[Written exercise] Reproduce word for word only the part of the material below that runs from the line with "Each instance of the helicopter landing" up to and including the line with "pixel 715 167".

[Input rows]
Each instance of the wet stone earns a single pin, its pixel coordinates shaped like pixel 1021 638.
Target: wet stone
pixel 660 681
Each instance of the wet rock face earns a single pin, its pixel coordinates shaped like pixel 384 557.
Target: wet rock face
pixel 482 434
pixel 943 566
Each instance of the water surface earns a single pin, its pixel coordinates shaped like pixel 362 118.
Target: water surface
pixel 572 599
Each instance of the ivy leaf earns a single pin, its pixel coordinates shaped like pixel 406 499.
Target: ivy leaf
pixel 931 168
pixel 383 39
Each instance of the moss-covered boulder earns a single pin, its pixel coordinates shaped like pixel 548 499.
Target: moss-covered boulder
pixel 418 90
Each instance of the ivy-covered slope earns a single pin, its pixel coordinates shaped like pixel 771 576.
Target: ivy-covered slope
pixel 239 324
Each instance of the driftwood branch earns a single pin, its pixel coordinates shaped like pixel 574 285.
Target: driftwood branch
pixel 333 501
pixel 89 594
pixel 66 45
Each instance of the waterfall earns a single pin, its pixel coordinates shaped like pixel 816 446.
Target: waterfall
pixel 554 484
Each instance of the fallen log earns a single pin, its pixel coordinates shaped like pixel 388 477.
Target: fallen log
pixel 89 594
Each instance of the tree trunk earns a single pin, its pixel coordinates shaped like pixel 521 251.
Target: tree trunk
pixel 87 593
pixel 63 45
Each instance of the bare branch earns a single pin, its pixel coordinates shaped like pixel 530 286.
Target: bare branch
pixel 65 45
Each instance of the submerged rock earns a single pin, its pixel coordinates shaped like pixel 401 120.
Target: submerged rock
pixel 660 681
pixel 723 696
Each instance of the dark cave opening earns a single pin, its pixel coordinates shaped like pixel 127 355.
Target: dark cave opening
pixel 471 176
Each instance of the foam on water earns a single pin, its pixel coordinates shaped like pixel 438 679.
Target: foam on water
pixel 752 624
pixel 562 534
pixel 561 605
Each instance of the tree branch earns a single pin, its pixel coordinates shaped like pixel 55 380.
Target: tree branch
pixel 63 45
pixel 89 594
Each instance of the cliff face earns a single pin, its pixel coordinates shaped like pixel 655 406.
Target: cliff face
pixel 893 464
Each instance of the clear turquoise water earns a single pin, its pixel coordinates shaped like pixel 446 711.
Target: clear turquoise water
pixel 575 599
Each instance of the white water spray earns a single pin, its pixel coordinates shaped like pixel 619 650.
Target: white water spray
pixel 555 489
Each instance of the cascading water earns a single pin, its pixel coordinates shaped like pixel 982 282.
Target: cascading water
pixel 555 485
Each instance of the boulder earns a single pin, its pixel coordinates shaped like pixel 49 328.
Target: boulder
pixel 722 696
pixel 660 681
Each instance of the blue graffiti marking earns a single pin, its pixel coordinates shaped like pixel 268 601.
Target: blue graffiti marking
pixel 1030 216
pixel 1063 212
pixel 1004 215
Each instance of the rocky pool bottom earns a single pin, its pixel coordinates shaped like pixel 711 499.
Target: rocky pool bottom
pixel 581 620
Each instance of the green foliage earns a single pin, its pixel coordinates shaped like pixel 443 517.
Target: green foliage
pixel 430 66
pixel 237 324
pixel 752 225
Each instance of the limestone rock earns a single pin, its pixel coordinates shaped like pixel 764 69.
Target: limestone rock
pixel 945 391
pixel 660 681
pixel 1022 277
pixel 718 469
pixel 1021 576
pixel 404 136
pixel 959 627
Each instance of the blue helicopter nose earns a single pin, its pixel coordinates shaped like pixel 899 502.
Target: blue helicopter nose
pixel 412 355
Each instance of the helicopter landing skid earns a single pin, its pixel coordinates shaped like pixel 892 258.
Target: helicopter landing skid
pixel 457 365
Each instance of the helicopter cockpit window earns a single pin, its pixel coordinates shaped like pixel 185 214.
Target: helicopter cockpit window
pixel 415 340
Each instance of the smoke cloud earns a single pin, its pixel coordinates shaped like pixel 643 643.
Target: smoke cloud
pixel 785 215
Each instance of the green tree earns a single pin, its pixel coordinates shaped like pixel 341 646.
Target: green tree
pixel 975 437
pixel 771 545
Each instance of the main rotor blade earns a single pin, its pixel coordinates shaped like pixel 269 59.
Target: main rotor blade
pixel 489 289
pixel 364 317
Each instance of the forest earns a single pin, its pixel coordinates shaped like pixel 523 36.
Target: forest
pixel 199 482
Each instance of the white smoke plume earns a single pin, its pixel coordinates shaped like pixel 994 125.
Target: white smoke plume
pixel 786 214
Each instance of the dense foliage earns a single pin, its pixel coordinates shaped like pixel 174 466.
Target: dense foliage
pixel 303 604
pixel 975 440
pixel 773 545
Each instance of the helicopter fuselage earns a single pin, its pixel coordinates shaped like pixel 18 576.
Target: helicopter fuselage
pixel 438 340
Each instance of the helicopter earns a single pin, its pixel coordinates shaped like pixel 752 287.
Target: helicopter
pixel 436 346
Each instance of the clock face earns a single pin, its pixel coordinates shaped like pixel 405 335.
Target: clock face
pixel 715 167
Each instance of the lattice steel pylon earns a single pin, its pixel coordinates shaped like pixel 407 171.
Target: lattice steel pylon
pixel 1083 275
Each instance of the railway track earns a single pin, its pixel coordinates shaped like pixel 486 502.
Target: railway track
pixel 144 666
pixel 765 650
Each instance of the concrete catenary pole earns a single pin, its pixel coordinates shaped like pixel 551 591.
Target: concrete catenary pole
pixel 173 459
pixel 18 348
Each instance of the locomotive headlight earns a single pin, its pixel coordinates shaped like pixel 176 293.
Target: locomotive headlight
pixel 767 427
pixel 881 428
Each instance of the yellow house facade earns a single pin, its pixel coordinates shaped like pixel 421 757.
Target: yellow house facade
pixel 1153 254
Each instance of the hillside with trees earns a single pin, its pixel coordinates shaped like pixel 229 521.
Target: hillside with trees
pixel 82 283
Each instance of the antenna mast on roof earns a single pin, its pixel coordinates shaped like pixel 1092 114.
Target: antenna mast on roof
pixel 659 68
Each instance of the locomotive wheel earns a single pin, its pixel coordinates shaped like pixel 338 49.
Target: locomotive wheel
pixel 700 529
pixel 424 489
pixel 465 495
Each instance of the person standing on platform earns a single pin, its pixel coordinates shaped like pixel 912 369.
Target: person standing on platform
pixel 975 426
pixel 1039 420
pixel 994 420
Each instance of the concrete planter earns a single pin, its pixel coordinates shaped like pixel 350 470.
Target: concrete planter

[Complete response]
Each instance of the helicopter landing skid earns a single pin, its pixel coordinates shaped like pixel 892 258.
Target: helicopter landing skid
pixel 457 365
Each instance of the helicopter cockpit window earns a single pin, its pixel coordinates shaped like pixel 185 214.
Target: helicopter cockpit window
pixel 415 340
Each instance of the smoke cloud earns a single pin, its pixel coordinates shaped like pixel 643 643.
Target: smoke cloud
pixel 785 215
Each instance of the green tree earns a single pin, its pixel coordinates shaped like pixel 341 646.
Target: green tree
pixel 975 437
pixel 771 545
Each instance of the main rotor blade earns a single pin, its pixel coordinates shaped like pixel 269 59.
Target: main rotor blade
pixel 489 289
pixel 364 317
Each instance of the forest earns a single pin, its pixel coordinates shaped like pixel 523 36.
Target: forest
pixel 199 482
Each instance of the white smoke plume earns a single pin, its pixel coordinates shaped like pixel 994 125.
Target: white smoke plume
pixel 786 214
Each instance of the dense foliage earns a single pin, its pixel coordinates shaped like pixel 174 466.
Target: dense foliage
pixel 303 604
pixel 975 440
pixel 773 545
Each instance of the helicopter fuselage earns a single pin, its pixel coordinates shaped like pixel 18 576.
Target: helicopter fuselage
pixel 438 340
Each instance of the helicopter earns a single pin, its pixel coordinates shaped like pixel 752 287.
Target: helicopter
pixel 436 346
Each instance of the clock face earns a single pin, its pixel coordinates shaped like pixel 405 335.
Target: clock face
pixel 715 167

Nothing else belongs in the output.